_Goal of the exercise_
Please make an exact transcription of the records, keeping the pictures out of it.

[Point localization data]
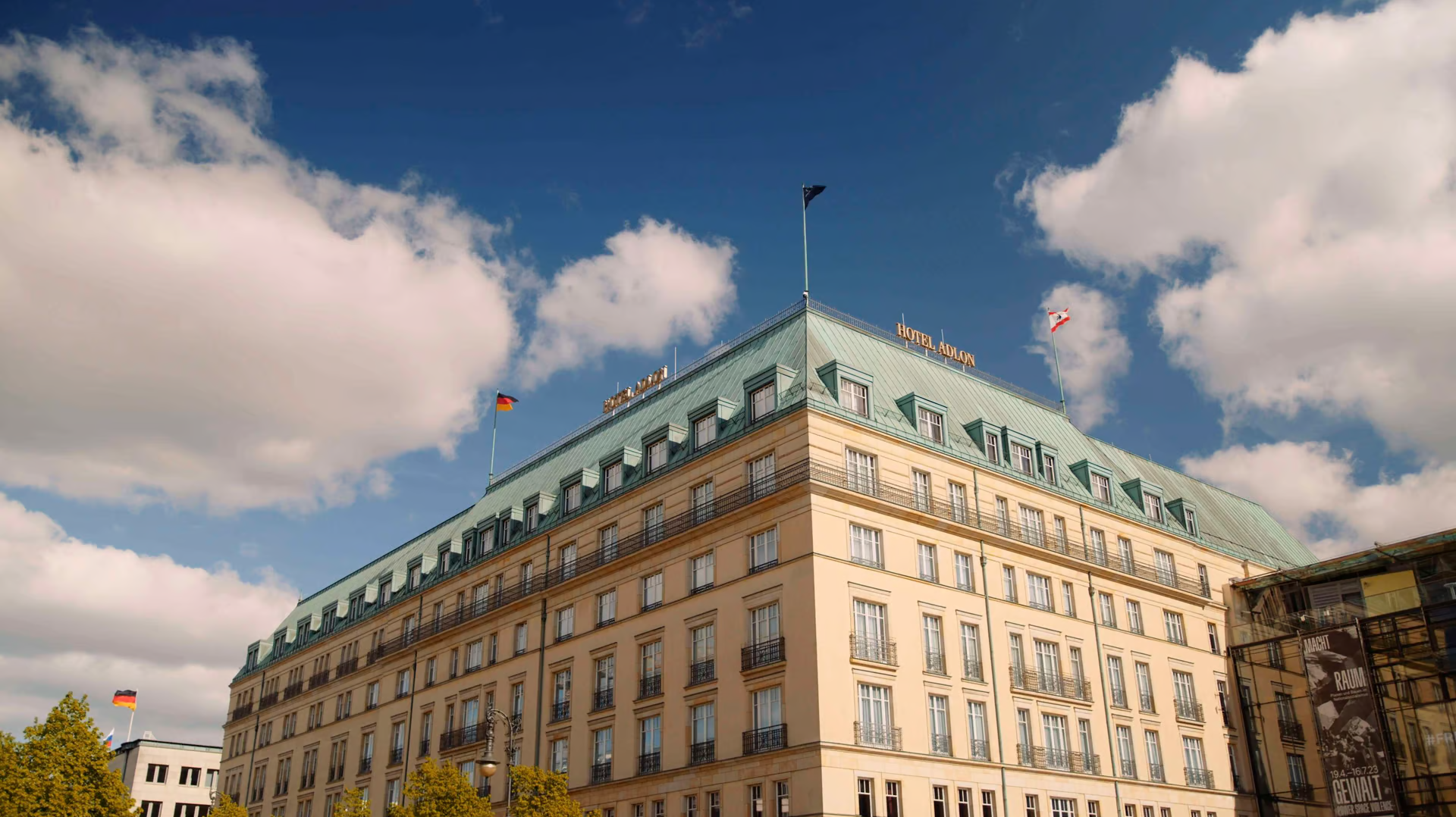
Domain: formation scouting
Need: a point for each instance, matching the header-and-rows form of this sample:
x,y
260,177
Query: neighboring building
x,y
169,780
820,571
1397,606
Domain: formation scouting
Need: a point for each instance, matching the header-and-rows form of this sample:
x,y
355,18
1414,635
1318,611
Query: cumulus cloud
x,y
1316,181
95,619
191,315
1094,352
1312,491
653,284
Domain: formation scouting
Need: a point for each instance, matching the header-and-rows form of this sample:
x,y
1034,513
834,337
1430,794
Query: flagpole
x,y
1057,358
495,414
805,216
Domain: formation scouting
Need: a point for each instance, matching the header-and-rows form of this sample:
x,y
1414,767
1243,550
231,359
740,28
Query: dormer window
x,y
705,430
1153,506
1021,458
930,426
762,402
854,396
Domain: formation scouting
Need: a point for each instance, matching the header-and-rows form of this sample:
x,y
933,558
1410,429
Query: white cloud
x,y
653,284
1094,352
1312,493
96,619
191,315
1318,181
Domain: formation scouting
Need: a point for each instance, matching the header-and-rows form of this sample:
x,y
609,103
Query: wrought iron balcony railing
x,y
601,771
1200,778
877,650
1185,709
1022,678
702,671
603,700
651,687
878,734
762,654
766,739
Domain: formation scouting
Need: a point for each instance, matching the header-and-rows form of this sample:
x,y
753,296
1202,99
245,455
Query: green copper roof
x,y
794,347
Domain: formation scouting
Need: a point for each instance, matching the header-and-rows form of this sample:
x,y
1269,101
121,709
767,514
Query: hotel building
x,y
820,571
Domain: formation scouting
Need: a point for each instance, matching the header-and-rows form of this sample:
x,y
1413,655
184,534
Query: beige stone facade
x,y
897,676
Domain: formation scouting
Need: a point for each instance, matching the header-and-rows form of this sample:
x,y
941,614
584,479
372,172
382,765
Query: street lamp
x,y
488,763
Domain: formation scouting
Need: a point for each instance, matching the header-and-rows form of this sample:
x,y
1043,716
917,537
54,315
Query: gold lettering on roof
x,y
928,343
625,395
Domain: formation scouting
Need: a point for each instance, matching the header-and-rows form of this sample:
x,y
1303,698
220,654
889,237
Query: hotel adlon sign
x,y
1351,743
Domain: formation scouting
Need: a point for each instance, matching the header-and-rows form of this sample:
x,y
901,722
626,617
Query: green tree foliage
x,y
351,806
539,793
60,768
440,791
228,809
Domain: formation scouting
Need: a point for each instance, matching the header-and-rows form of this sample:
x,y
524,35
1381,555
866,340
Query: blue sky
x,y
571,121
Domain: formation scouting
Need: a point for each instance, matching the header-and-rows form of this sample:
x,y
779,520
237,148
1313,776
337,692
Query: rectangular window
x,y
762,401
957,494
1021,458
705,430
653,590
764,549
854,396
657,456
930,426
965,573
865,546
928,562
701,571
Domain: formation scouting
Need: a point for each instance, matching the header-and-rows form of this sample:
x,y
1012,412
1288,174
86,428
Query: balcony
x,y
1185,709
971,670
940,744
1199,778
1076,689
702,752
878,734
1291,731
764,739
762,654
650,687
874,650
603,700
1043,758
702,671
601,772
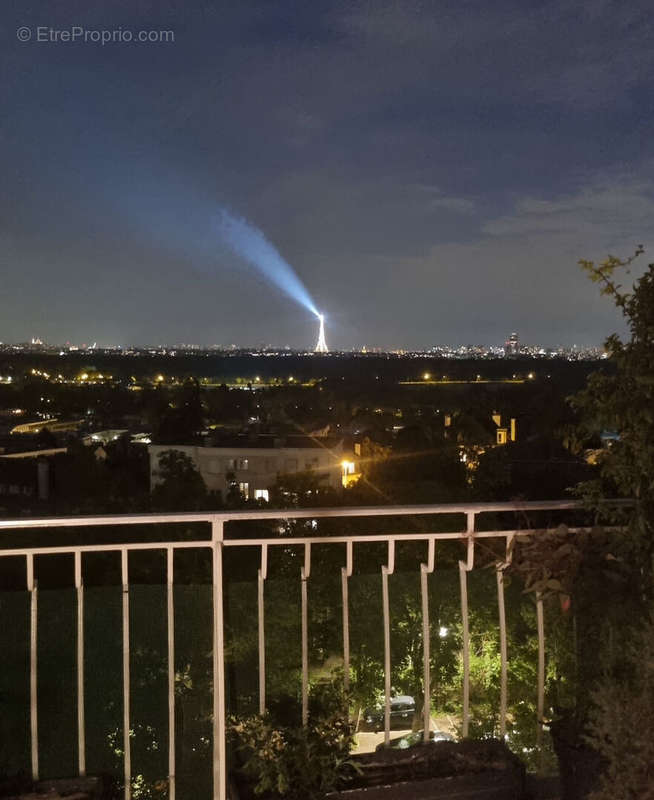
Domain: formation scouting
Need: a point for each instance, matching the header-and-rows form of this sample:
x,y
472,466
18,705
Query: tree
x,y
180,487
622,401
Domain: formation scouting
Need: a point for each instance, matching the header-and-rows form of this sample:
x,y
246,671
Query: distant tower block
x,y
321,346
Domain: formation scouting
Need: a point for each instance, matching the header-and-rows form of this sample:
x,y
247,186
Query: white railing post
x,y
387,570
425,571
219,722
499,574
346,573
305,572
262,574
464,568
170,616
81,732
34,720
127,749
540,624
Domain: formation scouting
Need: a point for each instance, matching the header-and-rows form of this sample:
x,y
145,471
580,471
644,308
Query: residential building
x,y
256,463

_Exercise result_
Domain: formation scouting
Need: a point for each instance, matching the header-and-rows form of this sample:
x,y
260,177
Query: neighboring building
x,y
169,780
820,571
1397,606
Domain: formation scouting
Need: a point for each instance, matching the header-and-rows form of this sample:
x,y
355,18
1414,635
1318,611
Query: cumulus cloud
x,y
1316,181
95,619
191,315
1094,352
1312,491
653,284
Domain: formation scouting
Need: a point for each instance, matching the header-and-rows form of this sample:
x,y
1034,513
834,337
1430,794
Query: flagpole
x,y
1057,358
495,414
805,216
Domain: formation scouting
Need: a point for each instance, matching the header-and-rows form of this sample:
x,y
1414,767
1243,550
231,359
740,28
Query: dormer window
x,y
705,430
1153,506
1021,458
930,426
762,402
854,396
Domain: formation scouting
Need: a point for each instance, matching the header-and-rows form of this sample:
x,y
933,558
1410,429
Query: white cloud
x,y
653,284
1094,352
1312,493
96,619
191,315
1318,181
Domain: formation scouting
Need: a point for each instance, matching the header-and-rows form of this sample:
x,y
609,103
Query: wrought iron balcony railing
x,y
601,771
1200,778
877,650
1185,709
1022,678
702,671
603,700
651,687
878,734
762,654
766,739
Domain: formation scouting
Need: a point for each instance, matching the header-and-rows form of this sample:
x,y
753,296
1202,99
245,455
Query: green copper roof
x,y
794,347
Domain: formation scouting
Need: a point for each instance, matching the header-and-rows form of this sample:
x,y
1269,101
121,709
767,514
Query: hotel building
x,y
820,571
Domain: formation scouting
Need: a point for each instance, matching the header-and-rows form of this sample:
x,y
1413,655
184,534
Query: beige stone facade
x,y
897,676
Domain: formation scouting
Need: a point for each instance, matching the header-and-rows form of this sample:
x,y
941,614
584,479
372,172
382,765
Query: street lamp
x,y
488,763
Domain: formation scouting
Need: a point for each instance, matching the header-and-rows form of this sample:
x,y
1043,716
917,537
54,315
Query: gold lettering on roof
x,y
928,343
625,395
Domain: formation scouting
Need: a point for each instance, matching the header-and-rows form of this sample:
x,y
1303,698
220,654
889,237
Query: hotel adlon sign
x,y
1351,743
Domain: formation scouting
Need: a point for each instance, matching the header-and-rows form of this sample:
x,y
901,722
626,617
Query: green tree foliage
x,y
351,806
539,793
60,768
440,791
228,809
Domain: formation scouting
Need: a point for each instance, matching the header-and-rows form of this sample:
x,y
524,35
1381,555
866,340
Query: blue sky
x,y
571,121
Domain: formation scouting
Need: a point for each instance, matching the header-and-rows form of this sample:
x,y
779,520
237,148
1313,776
337,692
Query: rectangular window
x,y
762,401
957,494
1021,458
705,430
653,590
764,549
854,396
657,456
930,426
965,573
865,546
928,562
701,571
Domain: formation scouting
Need: a point for each instance, matching the header-and-rows form of this sample:
x,y
1012,412
1288,174
86,428
Query: balcony
x,y
1185,709
971,670
940,744
1199,778
1076,689
702,752
878,734
1291,731
764,739
762,654
650,687
874,650
603,700
1043,758
702,671
601,772
Domain: formation scouting
Need: a point for each instance, matching the header-and-rows form of this sample:
x,y
472,466
18,705
Query: tree
x,y
180,487
622,401
Domain: formation scouting
Need: a point for each instance, matching the header-and-rows form of this sample:
x,y
246,671
Query: distant tower block
x,y
321,346
Domain: formation scouting
Need: a point for each instance, matching the header-and-rows form of this sample:
x,y
247,186
Query: white railing post
x,y
387,570
425,571
219,722
499,574
346,573
305,572
262,574
464,568
170,616
81,732
34,720
127,749
540,624
Domain: formation scouting
Need: a point for each instance, matching the header-and-rows form of this sample:
x,y
145,471
580,471
644,308
Query: residential building
x,y
256,463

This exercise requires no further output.